(What you need to do) From the entries below, copy every line that holds the word "white".

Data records
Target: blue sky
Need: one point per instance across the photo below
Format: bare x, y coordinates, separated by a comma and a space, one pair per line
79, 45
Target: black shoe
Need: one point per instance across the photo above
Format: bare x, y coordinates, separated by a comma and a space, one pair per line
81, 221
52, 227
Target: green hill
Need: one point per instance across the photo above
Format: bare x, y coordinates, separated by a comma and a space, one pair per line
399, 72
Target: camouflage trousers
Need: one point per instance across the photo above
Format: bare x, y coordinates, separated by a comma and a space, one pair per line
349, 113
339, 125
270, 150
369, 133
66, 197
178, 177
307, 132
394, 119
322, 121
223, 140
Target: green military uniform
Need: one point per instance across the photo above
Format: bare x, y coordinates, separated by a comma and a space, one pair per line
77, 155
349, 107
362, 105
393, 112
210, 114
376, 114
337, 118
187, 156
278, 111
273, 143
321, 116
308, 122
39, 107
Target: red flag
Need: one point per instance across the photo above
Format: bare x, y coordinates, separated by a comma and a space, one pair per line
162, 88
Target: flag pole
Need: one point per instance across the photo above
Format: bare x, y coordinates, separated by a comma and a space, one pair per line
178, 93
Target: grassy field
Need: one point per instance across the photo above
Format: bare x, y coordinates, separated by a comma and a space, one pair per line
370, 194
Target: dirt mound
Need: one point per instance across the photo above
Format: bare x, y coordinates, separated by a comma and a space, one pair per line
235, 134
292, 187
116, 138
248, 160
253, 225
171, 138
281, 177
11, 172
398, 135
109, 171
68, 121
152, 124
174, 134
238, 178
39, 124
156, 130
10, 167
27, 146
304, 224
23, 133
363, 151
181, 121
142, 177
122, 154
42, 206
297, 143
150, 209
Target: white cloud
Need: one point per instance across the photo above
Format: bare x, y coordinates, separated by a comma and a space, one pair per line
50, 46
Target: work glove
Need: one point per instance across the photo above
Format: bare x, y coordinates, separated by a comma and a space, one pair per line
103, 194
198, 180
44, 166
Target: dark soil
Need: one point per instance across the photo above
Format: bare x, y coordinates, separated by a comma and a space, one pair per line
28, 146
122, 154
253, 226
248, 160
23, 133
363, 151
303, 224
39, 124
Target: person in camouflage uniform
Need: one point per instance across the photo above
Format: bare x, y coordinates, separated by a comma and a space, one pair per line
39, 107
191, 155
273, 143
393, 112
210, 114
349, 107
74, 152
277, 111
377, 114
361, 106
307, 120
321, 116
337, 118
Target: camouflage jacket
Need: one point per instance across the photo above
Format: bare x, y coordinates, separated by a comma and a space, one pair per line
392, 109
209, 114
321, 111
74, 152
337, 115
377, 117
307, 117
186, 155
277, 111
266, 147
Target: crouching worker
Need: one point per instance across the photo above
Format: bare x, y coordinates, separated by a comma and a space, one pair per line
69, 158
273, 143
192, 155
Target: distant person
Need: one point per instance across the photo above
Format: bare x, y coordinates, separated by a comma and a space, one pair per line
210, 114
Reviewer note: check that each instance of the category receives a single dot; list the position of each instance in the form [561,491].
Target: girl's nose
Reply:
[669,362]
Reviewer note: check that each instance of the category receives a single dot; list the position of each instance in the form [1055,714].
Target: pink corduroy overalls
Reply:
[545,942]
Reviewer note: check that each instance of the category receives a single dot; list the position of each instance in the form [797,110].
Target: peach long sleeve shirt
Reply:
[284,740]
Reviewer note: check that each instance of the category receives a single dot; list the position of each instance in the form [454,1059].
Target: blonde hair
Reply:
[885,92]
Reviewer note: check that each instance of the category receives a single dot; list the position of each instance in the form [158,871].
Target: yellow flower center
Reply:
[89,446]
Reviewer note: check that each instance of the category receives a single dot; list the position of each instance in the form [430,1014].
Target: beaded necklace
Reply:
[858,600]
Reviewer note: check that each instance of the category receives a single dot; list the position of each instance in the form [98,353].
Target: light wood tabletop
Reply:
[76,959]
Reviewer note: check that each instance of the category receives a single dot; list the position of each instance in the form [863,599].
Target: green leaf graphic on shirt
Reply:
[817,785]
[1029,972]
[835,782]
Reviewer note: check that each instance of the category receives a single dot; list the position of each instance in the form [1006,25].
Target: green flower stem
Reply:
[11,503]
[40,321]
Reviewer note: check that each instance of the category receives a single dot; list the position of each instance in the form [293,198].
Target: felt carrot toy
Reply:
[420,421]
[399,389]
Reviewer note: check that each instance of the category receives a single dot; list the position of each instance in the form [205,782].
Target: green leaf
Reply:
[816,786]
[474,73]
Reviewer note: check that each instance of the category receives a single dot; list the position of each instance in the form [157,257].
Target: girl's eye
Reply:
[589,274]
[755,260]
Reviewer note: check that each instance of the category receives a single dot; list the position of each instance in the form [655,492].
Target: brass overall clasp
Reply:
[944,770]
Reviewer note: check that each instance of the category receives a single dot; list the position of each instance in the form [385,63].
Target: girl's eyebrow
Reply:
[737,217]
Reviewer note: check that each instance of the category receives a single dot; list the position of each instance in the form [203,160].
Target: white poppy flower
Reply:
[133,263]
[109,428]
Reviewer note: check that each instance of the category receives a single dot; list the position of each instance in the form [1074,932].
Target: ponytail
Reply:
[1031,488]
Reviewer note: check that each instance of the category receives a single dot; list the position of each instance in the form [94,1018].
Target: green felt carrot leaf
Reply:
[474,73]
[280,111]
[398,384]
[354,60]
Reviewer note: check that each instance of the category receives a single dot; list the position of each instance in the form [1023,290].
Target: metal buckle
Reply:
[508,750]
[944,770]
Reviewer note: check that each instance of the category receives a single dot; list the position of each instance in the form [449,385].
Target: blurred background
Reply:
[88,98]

(Exercise response)
Target: white cloud
Target: white poppy flower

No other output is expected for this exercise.